Records from a point labeling set

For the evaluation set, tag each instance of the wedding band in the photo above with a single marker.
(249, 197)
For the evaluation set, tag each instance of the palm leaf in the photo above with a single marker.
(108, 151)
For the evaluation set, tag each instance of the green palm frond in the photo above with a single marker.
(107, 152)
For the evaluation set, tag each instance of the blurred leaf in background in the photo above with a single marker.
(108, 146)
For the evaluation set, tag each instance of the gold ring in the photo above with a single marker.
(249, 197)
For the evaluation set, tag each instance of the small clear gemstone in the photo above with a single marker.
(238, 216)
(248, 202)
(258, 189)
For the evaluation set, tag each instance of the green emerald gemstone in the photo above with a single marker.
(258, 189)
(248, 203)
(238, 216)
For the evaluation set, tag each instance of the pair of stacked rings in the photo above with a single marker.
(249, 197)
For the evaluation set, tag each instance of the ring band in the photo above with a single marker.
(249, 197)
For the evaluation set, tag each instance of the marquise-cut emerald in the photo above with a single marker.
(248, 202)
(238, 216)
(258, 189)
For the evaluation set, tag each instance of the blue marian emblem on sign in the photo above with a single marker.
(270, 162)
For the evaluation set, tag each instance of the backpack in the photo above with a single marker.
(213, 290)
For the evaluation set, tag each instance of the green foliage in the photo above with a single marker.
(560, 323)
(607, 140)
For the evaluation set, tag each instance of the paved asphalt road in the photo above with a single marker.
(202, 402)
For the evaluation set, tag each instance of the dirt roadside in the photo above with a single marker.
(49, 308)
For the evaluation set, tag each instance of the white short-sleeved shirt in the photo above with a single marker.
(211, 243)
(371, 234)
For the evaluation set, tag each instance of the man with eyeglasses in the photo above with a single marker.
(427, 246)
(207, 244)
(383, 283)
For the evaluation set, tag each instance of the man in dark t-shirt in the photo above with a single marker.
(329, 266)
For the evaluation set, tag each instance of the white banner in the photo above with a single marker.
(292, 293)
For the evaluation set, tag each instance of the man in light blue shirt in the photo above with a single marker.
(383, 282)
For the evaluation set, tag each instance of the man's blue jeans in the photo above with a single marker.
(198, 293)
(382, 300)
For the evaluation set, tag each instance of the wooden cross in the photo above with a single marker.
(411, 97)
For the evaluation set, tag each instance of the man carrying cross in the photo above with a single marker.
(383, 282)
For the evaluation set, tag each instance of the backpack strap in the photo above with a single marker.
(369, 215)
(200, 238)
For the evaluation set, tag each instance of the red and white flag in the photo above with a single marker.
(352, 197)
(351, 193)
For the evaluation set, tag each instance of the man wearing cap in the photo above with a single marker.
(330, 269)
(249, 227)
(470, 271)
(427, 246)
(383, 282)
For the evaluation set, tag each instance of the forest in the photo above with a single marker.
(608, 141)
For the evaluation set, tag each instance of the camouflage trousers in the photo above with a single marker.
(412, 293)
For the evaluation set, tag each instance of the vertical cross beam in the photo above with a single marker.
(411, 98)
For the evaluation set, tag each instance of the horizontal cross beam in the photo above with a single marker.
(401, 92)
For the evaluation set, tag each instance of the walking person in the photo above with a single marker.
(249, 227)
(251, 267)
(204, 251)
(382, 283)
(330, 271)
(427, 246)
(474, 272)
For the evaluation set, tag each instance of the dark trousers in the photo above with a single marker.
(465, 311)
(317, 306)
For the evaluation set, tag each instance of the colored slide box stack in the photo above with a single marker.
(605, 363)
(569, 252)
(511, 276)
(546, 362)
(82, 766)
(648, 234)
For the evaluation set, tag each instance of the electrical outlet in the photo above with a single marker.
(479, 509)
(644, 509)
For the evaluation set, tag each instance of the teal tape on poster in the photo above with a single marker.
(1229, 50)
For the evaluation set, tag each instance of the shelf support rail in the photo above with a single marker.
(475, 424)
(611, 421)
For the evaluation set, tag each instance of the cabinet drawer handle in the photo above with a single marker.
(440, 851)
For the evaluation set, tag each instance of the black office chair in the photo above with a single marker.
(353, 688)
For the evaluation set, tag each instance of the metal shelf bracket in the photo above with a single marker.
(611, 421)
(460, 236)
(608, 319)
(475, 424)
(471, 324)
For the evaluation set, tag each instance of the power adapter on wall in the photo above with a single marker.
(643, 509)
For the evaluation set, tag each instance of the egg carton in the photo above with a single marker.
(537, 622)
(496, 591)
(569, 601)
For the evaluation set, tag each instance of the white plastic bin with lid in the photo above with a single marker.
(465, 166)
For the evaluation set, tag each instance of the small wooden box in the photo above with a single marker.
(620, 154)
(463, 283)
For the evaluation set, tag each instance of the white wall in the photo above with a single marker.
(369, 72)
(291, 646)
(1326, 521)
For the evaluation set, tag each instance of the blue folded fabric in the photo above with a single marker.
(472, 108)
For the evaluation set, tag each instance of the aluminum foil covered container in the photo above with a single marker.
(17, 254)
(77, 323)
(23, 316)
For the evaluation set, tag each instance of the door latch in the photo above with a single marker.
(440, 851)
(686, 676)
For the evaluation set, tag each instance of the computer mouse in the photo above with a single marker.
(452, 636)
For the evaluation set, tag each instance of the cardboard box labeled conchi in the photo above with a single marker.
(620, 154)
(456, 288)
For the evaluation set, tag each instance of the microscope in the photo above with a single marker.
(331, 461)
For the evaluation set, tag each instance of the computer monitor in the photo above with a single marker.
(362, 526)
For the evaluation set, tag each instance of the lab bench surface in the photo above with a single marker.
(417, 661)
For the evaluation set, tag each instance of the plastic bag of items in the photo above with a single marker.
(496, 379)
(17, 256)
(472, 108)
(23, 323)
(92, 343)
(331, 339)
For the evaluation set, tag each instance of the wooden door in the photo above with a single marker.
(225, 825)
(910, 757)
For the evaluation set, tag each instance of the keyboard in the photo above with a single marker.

» **Goal of the exercise**
All lines from the one that contains "For the evaluation set, tag each instance of the door" through the end of the material are to be quoted exactly, with both ends included.

» **The answer**
For the evaluation set, tag each instance of the door latch in the photo above with a single marker.
(440, 851)
(686, 676)
For the evaluation set, tag each instance of the computer mouse in the photo above with a single marker.
(452, 636)
For the evaluation set, tag each instance of the cardboard box labeled conchi in the photo above with a single marker.
(620, 154)
(456, 288)
For the evaluation set, tag each instance of the microscope in the photo above with a single marker.
(331, 461)
For the evaluation set, tag each instance of the computer monitor in the photo above with a single marker.
(362, 526)
For the evaluation set, tag each instance of the lab bench surface in the photo above with a single marker.
(417, 661)
For the evaluation set, tag each instance of the plastic bag of items in the photo above with a single marker.
(496, 379)
(17, 256)
(472, 108)
(23, 323)
(92, 343)
(331, 339)
For the evaluation set, tag each instance of the wooden door in the photo above with a single marker.
(225, 825)
(910, 757)
For the evaluation set, tag each instance of the keyboard in the photo above with a single marker.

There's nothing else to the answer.